■ OPDRACHTEN ■
• a. Welke onderdelen van de ‘stack’ van Amazon Web Services noemt de tekst over serverloze architectuur? Geef ze allemaal.
• b. Geef het stuk van de tekst over serverloze architectuur woordelijk weer tussen "Het sluit naadloos" en "anderen zullen volgen.", beide inbegrepen.
• c. Waar hoeven bedrijven volgens de tekst over serverloze architectuur eigenlijk niet meer aan te doen?

■ BRONTEKST ■
++++++++++
Het sluit naadloos aan op de huidige tijdsgeest: juist omdat het theoretisch mogelijk is om oneindig op te schalen, maakt het bedrijven wendbaar. Eigenlijk hoeven bedrijven niet meer aan capaciteitsplanning te doen. Of in ieder geval veel minder.

Met name Amazon Web Services heeft de bekendheid van de ‘serverloze’ architectuur groot gemaakt. De ‘stack’ bestaat uit Lambda voor de compute service, de ‘API Gateway’, DynamoDB voor databases en S3 voor opslag. Deze basis is uit te breiden met AWS’ aanvullende diensten. Maar behalve Amazon beschikken ook Microsoft, Google en IBM inmiddels over een vergelijkbaar platform. De verwachting is dat anderen zullen volgen.
++++++++++
■ AANGELEVERD MATERIAAL ■

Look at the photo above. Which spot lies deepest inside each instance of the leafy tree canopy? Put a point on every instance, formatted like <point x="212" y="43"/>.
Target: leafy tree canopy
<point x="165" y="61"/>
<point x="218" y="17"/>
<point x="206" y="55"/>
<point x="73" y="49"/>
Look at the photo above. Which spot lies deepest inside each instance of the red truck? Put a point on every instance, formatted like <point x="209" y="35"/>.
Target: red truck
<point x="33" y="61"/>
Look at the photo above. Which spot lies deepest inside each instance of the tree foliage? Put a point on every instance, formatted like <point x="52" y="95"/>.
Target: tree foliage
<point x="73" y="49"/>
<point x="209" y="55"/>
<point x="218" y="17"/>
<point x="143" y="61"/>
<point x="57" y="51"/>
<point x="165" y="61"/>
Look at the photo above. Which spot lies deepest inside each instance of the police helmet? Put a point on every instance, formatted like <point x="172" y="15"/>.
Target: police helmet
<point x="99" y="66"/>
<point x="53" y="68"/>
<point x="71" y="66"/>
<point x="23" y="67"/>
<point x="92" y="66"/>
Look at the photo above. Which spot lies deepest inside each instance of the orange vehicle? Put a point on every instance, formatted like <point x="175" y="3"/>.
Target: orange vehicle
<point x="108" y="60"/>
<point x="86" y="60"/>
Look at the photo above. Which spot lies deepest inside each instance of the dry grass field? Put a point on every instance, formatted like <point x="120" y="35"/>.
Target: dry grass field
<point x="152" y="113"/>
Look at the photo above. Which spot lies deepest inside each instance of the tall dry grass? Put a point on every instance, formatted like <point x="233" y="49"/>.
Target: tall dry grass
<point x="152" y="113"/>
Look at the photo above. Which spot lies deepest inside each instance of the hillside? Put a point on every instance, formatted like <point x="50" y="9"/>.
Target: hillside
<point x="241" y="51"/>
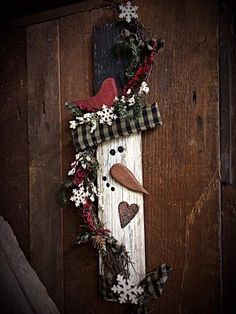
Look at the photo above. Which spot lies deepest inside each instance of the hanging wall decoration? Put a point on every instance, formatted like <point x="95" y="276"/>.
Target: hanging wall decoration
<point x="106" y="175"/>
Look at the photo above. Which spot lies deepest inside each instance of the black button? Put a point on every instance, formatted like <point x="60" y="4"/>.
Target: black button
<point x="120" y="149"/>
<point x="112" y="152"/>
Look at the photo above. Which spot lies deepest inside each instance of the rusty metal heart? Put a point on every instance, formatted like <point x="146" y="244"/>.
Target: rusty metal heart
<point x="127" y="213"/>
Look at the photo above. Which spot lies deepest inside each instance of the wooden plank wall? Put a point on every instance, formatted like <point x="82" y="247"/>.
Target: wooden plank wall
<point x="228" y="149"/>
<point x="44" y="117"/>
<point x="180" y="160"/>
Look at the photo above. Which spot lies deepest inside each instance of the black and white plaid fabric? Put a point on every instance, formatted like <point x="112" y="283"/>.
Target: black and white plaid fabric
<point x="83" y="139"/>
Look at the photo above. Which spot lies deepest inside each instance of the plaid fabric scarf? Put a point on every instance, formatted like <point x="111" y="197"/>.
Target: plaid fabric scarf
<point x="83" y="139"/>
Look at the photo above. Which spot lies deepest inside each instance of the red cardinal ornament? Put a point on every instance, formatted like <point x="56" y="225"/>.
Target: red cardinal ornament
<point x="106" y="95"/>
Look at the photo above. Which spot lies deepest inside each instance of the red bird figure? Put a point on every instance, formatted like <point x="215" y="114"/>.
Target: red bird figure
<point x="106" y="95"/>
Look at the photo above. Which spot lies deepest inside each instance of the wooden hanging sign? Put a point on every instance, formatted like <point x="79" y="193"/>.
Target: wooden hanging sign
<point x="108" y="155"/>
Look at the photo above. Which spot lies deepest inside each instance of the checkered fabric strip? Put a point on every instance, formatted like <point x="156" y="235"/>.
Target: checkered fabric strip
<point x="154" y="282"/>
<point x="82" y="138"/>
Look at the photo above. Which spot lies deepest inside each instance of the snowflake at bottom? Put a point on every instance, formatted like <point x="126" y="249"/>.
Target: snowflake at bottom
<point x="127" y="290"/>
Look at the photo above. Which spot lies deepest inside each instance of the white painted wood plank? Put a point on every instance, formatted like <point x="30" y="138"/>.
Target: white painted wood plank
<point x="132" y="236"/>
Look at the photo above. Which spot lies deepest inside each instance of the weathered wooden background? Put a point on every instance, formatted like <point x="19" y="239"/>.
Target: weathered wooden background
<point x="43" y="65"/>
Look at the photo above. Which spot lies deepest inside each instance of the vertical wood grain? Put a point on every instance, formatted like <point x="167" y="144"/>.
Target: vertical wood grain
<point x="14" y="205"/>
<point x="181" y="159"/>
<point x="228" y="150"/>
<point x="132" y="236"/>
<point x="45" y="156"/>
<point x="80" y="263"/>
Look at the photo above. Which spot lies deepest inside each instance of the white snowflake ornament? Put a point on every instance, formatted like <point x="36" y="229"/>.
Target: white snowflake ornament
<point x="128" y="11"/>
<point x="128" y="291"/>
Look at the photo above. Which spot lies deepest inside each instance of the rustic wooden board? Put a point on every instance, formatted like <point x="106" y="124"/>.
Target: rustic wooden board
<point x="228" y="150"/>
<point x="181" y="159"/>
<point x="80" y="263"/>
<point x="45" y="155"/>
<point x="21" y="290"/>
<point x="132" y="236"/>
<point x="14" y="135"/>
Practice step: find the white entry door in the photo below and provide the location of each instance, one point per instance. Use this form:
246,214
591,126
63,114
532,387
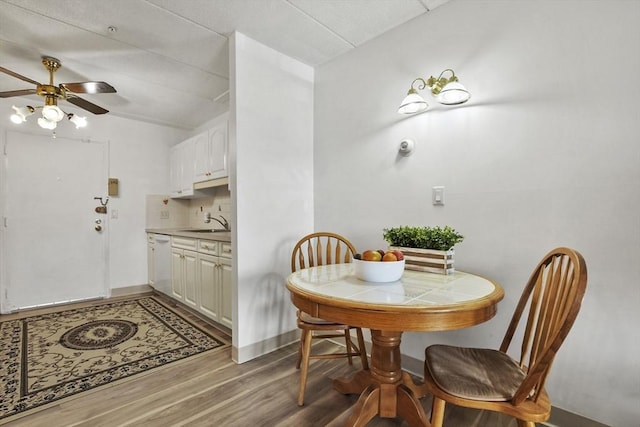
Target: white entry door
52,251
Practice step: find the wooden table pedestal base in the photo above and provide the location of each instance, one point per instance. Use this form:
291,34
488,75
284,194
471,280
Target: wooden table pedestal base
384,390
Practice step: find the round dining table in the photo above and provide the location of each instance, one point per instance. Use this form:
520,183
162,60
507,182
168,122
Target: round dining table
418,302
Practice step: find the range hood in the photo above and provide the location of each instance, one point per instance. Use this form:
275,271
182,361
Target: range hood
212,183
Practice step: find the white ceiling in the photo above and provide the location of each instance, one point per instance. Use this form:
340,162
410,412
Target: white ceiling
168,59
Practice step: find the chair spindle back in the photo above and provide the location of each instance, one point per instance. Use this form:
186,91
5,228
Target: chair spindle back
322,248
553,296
++++++++++
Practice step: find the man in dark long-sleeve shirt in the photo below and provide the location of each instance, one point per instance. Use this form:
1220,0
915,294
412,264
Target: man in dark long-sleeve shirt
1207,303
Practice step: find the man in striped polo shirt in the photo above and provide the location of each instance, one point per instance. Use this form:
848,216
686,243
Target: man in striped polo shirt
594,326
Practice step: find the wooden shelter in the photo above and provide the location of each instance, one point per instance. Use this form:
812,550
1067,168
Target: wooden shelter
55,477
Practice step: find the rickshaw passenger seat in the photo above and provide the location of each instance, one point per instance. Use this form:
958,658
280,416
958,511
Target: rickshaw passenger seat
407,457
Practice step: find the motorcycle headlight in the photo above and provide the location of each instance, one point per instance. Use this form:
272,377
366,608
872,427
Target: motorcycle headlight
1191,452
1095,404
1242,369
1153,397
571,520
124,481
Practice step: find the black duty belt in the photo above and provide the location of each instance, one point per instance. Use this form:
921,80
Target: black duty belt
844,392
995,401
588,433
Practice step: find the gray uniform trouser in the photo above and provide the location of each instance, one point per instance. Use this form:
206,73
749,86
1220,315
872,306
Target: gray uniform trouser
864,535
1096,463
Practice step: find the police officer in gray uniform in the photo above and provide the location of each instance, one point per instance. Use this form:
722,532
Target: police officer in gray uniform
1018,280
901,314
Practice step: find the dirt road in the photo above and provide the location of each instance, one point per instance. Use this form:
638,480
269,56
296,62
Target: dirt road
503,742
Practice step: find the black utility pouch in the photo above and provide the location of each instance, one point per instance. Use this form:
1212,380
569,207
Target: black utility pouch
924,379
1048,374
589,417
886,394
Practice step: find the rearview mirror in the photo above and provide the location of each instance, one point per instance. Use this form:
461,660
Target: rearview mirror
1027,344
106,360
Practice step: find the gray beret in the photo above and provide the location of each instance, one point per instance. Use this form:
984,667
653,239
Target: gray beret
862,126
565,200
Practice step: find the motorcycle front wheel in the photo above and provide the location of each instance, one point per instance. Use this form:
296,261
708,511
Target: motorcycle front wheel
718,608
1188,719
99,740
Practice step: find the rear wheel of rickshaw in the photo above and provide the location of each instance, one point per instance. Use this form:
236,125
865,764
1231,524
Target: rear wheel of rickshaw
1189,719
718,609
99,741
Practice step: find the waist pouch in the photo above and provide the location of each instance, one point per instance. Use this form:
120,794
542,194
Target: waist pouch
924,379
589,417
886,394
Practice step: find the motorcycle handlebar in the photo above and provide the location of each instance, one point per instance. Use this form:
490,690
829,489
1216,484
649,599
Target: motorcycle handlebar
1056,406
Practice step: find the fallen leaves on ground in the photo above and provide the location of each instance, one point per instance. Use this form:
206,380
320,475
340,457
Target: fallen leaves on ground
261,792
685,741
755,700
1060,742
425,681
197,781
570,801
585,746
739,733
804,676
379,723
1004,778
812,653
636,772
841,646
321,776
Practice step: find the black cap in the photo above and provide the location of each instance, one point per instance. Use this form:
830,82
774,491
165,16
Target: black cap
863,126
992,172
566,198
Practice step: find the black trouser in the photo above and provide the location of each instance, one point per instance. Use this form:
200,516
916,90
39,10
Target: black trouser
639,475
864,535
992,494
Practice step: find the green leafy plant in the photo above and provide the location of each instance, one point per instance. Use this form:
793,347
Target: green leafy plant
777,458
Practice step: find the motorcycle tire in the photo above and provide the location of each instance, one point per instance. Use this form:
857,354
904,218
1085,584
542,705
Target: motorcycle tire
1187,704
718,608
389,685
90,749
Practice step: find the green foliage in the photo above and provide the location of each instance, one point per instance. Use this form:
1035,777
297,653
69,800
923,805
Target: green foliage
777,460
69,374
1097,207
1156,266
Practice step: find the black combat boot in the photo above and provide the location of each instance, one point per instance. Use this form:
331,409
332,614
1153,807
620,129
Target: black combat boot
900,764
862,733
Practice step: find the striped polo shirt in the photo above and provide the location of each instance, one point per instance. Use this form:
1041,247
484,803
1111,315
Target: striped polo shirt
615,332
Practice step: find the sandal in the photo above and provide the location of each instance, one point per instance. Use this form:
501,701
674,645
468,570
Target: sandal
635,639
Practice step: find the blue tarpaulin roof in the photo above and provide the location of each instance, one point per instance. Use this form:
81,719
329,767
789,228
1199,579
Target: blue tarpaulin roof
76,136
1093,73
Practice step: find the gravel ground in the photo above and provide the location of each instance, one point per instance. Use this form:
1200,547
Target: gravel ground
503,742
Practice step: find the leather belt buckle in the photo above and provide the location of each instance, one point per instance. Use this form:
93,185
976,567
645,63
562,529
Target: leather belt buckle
++++++++++
■ ANTWOORDEN ■
• a. Lambda, de ‘API Gateway’, DynamoDB en S3.

• b.
Het sluit naadloos aan op de huidige tijdsgeest: juist omdat het theoretisch mogelijk is om oneindig op te schalen, maakt het bedrijven wendbaar. Eigenlijk hoeven bedrijven niet meer aan capaciteitsplanning te doen. Of in ieder geval veel minder.

Met name Amazon Web Services heeft de bekendheid van de ‘serverloze’ architectuur groot gemaakt. De ‘stack’ bestaat uit Lambda voor de compute service, de ‘API Gateway’, DynamoDB voor databases en S3 voor opslag. Deze basis is uit te breiden met AWS’ aanvullende diensten. Maar behalve Amazon beschikken ook Microsoft, Google en IBM inmiddels over een vergelijkbaar platform. De verwachting is dat anderen zullen volgen.

• c. Aan capaciteitsplanning, of in ieder geval veel minder.